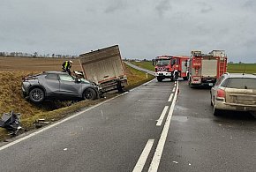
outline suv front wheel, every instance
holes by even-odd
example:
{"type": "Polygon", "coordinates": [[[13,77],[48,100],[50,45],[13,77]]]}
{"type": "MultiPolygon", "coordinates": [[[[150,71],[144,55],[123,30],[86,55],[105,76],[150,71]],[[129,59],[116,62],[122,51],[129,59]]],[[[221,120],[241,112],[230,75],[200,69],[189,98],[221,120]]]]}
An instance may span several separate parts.
{"type": "Polygon", "coordinates": [[[87,88],[83,93],[84,100],[94,100],[97,98],[97,93],[93,88],[87,88]]]}
{"type": "Polygon", "coordinates": [[[29,92],[29,99],[33,102],[41,102],[44,100],[44,92],[41,88],[33,88],[29,92]]]}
::::::
AUFGABE:
Tausche in den Einträgen oben "suv" gegen "pickup" aus und gib sie sonst unverändert wieder. Die Bilder lässt du in der Antwort weg.

ERLEDIGTE AUFGABE:
outline pickup front wheel, every instance
holes by even-odd
example:
{"type": "Polygon", "coordinates": [[[13,77],[48,100],[50,45],[13,77]]]}
{"type": "MultiPolygon", "coordinates": [[[[150,71],[144,55],[123,30],[86,55],[105,76],[150,71]],[[129,59],[116,62],[122,51],[129,59]]],[[[221,120],[241,112],[230,75],[200,69],[189,98],[221,120]]]]}
An instance may span several separate parts.
{"type": "Polygon", "coordinates": [[[87,88],[83,93],[84,100],[94,100],[97,98],[97,93],[93,88],[87,88]]]}
{"type": "Polygon", "coordinates": [[[29,92],[29,99],[33,102],[41,102],[44,100],[44,92],[41,88],[33,88],[29,92]]]}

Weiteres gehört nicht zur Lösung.